━━ Provided entries

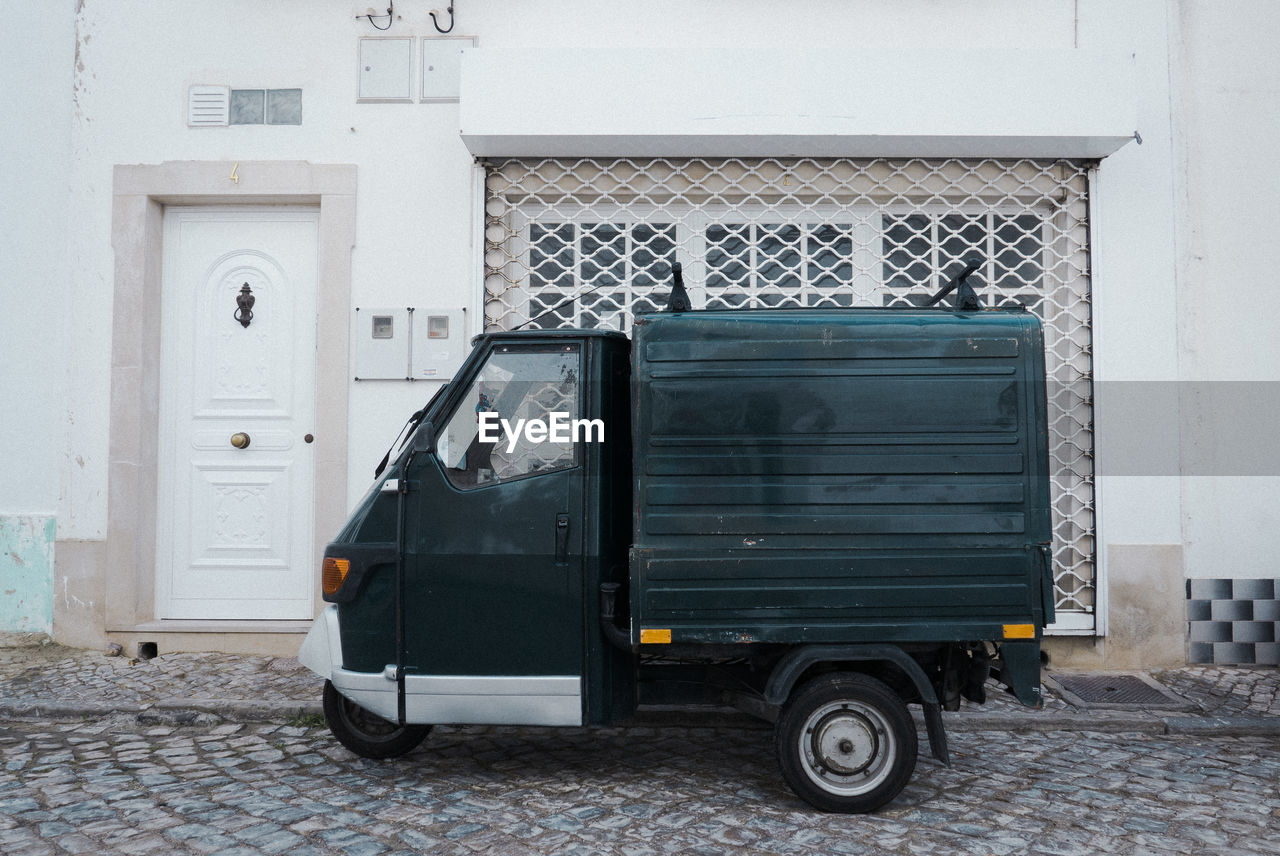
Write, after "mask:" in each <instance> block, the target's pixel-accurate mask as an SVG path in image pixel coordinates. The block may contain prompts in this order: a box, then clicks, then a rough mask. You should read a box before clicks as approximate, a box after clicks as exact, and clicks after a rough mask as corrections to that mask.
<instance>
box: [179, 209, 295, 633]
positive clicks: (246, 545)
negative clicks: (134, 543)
mask: <svg viewBox="0 0 1280 856" xmlns="http://www.w3.org/2000/svg"><path fill="white" fill-rule="evenodd" d="M317 223H319V215H317V211H316V210H315V209H288V207H275V206H271V207H259V209H169V210H168V211H166V212H165V218H164V285H163V289H164V292H163V307H161V311H160V313H159V315H160V317H161V325H163V328H161V345H160V347H161V352H160V353H161V356H160V360H161V367H160V376H161V388H160V418H159V426H160V436H159V448H160V471H159V484H157V495H159V502H160V507H159V509H157V549H156V564H157V568H156V612H157V615H159V617H160V618H187V619H201V618H209V619H305V618H311V617H312V595H314V592H312V580H314V566H315V560H314V557H312V519H314V512H312V505H314V495H312V494H314V490H315V475H314V473H315V466H314V452H312V450H314V448H315V447H314V445H311V440H312V438H311V431H314V430H315V429H314V425H312V418H314V415H315V360H316V255H317V237H316V229H317ZM246 285H247V287H248V290H247V293H251V294H252V297H253V305H252V308H251V310H250V311H251V312H252V317H251V319H250V317H248V313H247V312H239V306H238V303H237V298H238V297H239V296H241V294H242V292H244V287H246ZM237 312H239V317H237ZM241 319H243V320H247V321H248V325H247V326H246V325H244V324H242V321H241ZM238 434H242V435H247V438H248V445H246V447H243V448H237V447H236V445H234V444H233V439H234V438H236V435H238Z"/></svg>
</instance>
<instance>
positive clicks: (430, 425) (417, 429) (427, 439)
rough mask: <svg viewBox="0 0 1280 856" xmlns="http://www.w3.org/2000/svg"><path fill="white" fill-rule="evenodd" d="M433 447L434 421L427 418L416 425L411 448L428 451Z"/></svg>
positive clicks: (434, 428)
mask: <svg viewBox="0 0 1280 856" xmlns="http://www.w3.org/2000/svg"><path fill="white" fill-rule="evenodd" d="M434 448H435V422H431V421H430V420H428V421H426V422H422V424H421V425H419V426H417V431H415V432H413V450H415V452H430V450H431V449H434Z"/></svg>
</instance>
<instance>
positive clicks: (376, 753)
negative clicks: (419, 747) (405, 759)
mask: <svg viewBox="0 0 1280 856" xmlns="http://www.w3.org/2000/svg"><path fill="white" fill-rule="evenodd" d="M324 719H325V723H326V724H328V725H329V731H330V732H332V733H333V736H334V737H337V738H338V742H339V743H342V745H343V746H346V747H347V749H349V750H351V751H353V752H355V754H356V755H360V756H361V757H372V759H384V757H399V756H401V755H404V754H406V752H408V751H411V750H412V749H413V747H415V746H417V745H419V743H421V742H422V741H424V740H425V738H426V736H428V733H429V732H430V731H431V727H430V725H398V724H396V723H393V722H388V720H385V719H383V718H381V717H379V715H378V714H374V713H370V711H367V710H365V709H364V708H361V706H360V705H357V704H356V702H355V701H352V700H351V699H348V697H346V696H344V695H342V694H340V692H338V690H335V688H334V686H333V682H330V681H325V682H324Z"/></svg>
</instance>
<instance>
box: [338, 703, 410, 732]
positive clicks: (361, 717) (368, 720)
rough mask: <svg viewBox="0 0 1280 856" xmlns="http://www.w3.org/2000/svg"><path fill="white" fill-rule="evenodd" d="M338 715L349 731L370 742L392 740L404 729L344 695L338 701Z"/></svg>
mask: <svg viewBox="0 0 1280 856" xmlns="http://www.w3.org/2000/svg"><path fill="white" fill-rule="evenodd" d="M338 715H340V717H342V720H343V722H344V723H346V724H347V727H348V728H349V729H351V731H353V732H356V733H357V734H360V736H361V737H364V738H365V740H367V741H370V742H385V741H389V740H394V738H396V737H397V736H398V734H401V733H402V732H403V731H404V727H403V725H397V724H396V723H393V722H389V720H387V719H383V718H381V717H379V715H378V714H374V713H370V711H367V710H365V709H364V708H361V706H360V705H357V704H356V702H355V701H352V700H351V699H347V697H346V696H342V697H340V700H339V701H338Z"/></svg>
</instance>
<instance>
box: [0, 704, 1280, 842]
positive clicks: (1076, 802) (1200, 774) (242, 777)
mask: <svg viewBox="0 0 1280 856" xmlns="http://www.w3.org/2000/svg"><path fill="white" fill-rule="evenodd" d="M951 745H952V754H954V766H952V768H951V769H946V768H942V766H941V765H938V764H937V763H936V761H933V760H932V759H928V757H925V756H922V757H920V761H919V766H918V769H916V775H915V778H914V779H913V781H911V783H910V784H909V786H908V788H906V791H904V792H902V795H901V796H900V797H899V798H897V800H896V801H895V802H893V804H891V806H888V807H887V809H884V810H882V811H881V812H879V814H877V815H873V816H840V815H823V814H819V812H815V811H813V810H810V809H809V807H808V806H806V805H804V804H801V802H800V801H799V800H797V798H796V797H795V796H792V795H791V793H790V792H788V791H787V789H786V787H785V786H783V784H782V783H781V779H780V777H778V772H777V766H776V763H774V760H773V755H772V747H771V732H769V731H768V729H767V728H765V727H763V725H754V724H751V723H745V724H742V725H735V727H728V725H718V727H709V728H690V727H667V728H653V727H630V728H612V729H598V731H591V729H540V728H439V729H436V732H434V733H433V734H431V737H430V738H429V740H428V741H426V743H425V745H424V746H422V747H420V749H419V750H416V751H415V752H413V754H411V755H410V756H408V757H404V759H401V760H397V761H384V763H375V761H366V760H360V759H357V757H355V756H352V755H351V754H349V752H347V751H346V750H343V749H342V747H340V746H338V745H337V742H335V741H333V740H332V738H330V737H329V734H328V732H326V731H325V729H323V728H317V727H312V725H310V723H307V724H300V725H293V727H291V725H261V724H259V725H243V724H224V725H218V727H198V725H189V727H150V728H148V727H145V725H138V724H137V723H136V722H134V720H127V719H124V718H116V719H110V720H97V722H77V723H61V724H58V725H49V724H40V723H31V722H26V723H13V722H10V723H8V724H6V725H5V727H3V728H0V769H3V773H0V852H3V853H6V855H8V856H35V855H37V853H87V852H96V853H161V855H166V853H175V852H191V853H221V855H225V856H232V855H239V853H347V855H351V856H371V855H374V853H477V852H497V853H598V852H612V853H627V855H632V856H640V855H644V853H677V852H678V853H681V855H682V856H694V855H695V853H722V852H731V851H736V852H751V853H931V852H936V853H951V852H963V853H1016V852H1037V853H1080V855H1088V853H1103V852H1107V853H1110V852H1133V853H1139V852H1142V853H1165V852H1183V853H1190V852H1244V853H1248V852H1260V853H1275V852H1280V793H1277V782H1280V743H1277V741H1276V740H1275V738H1274V737H1240V738H1233V737H1198V736H1192V737H1189V736H1169V737H1165V736H1147V734H1102V733H1096V732H1060V731H1052V732H1043V733H1030V734H1014V733H1010V732H961V733H954V734H952V736H951Z"/></svg>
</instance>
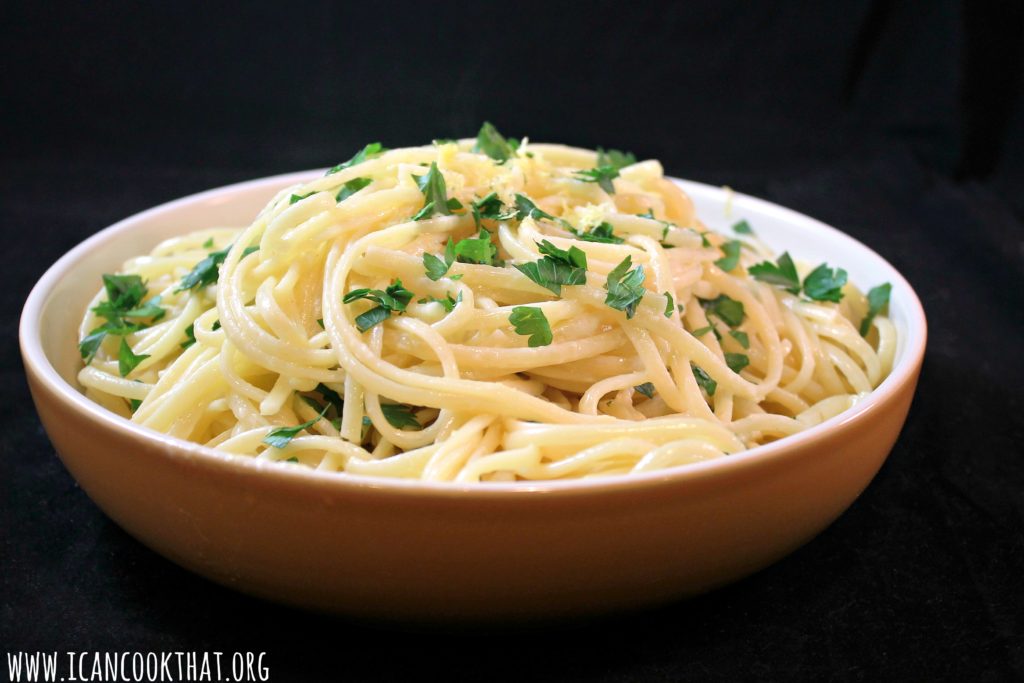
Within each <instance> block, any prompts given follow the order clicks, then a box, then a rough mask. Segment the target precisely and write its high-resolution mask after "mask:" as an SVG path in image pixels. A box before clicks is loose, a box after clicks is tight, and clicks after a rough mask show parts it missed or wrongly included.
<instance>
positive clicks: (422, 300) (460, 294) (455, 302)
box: [416, 292, 462, 313]
mask: <svg viewBox="0 0 1024 683" xmlns="http://www.w3.org/2000/svg"><path fill="white" fill-rule="evenodd" d="M461 301H462V292H459V296H458V297H456V298H454V299H453V298H452V295H451V294H445V296H444V298H443V299H438V298H437V297H435V296H430V297H424V298H423V299H420V300H419V301H417V302H416V303H439V304H440V305H441V306H443V307H444V312H445V313H451V312H452V311H453V310H455V307H456V304H458V303H459V302H461Z"/></svg>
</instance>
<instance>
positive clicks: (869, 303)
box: [860, 283, 893, 337]
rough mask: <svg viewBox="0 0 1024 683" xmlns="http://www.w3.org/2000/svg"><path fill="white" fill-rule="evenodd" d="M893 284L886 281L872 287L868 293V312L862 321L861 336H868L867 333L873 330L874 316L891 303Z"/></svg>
mask: <svg viewBox="0 0 1024 683" xmlns="http://www.w3.org/2000/svg"><path fill="white" fill-rule="evenodd" d="M892 288H893V286H892V285H890V284H889V283H885V284H884V285H879V286H878V287H872V288H871V291H870V292H868V293H867V314H866V315H864V319H862V321H861V322H860V336H861V337H866V336H867V333H868V332H870V330H871V322H872V321H873V319H874V316H876V315H878V314H879V313H881V312H882V309H883V308H885V306H886V304H888V303H889V295H890V294H891V293H892Z"/></svg>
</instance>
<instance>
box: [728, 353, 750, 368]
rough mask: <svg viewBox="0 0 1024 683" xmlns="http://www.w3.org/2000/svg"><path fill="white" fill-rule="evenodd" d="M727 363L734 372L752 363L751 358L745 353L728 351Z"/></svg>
mask: <svg viewBox="0 0 1024 683" xmlns="http://www.w3.org/2000/svg"><path fill="white" fill-rule="evenodd" d="M725 365H727V366H729V370H731V371H732V372H734V373H738V372H739V371H740V370H742V369H743V368H745V367H746V366H749V365H751V359H750V358H748V357H746V354H745V353H726V354H725Z"/></svg>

━━━━

== What to do ==
For the word "after", show every line of the entries that holds it.

== Final answer ==
Write, after "mask:" in each <instance> block, the target's pixel-accurate mask as an SVG path in image pixel coordinates. The block may contain prompts in this order: a box, then clicks, then a rough mask. You should read a box before clicks as approximate, a box after clicks as exact, and clicks after a rough mask as corrections to that mask.
Within each <instance> block, any prompts given follow the order clicks, then a box, then a rough mask. Segment the target precisely and write its high-resolution mask after "mask:" as an SVG path in image pixels. A box before clicks is loose, a box after clicks is tight, and clicks after a rough mask show parts it missed or wrongly included.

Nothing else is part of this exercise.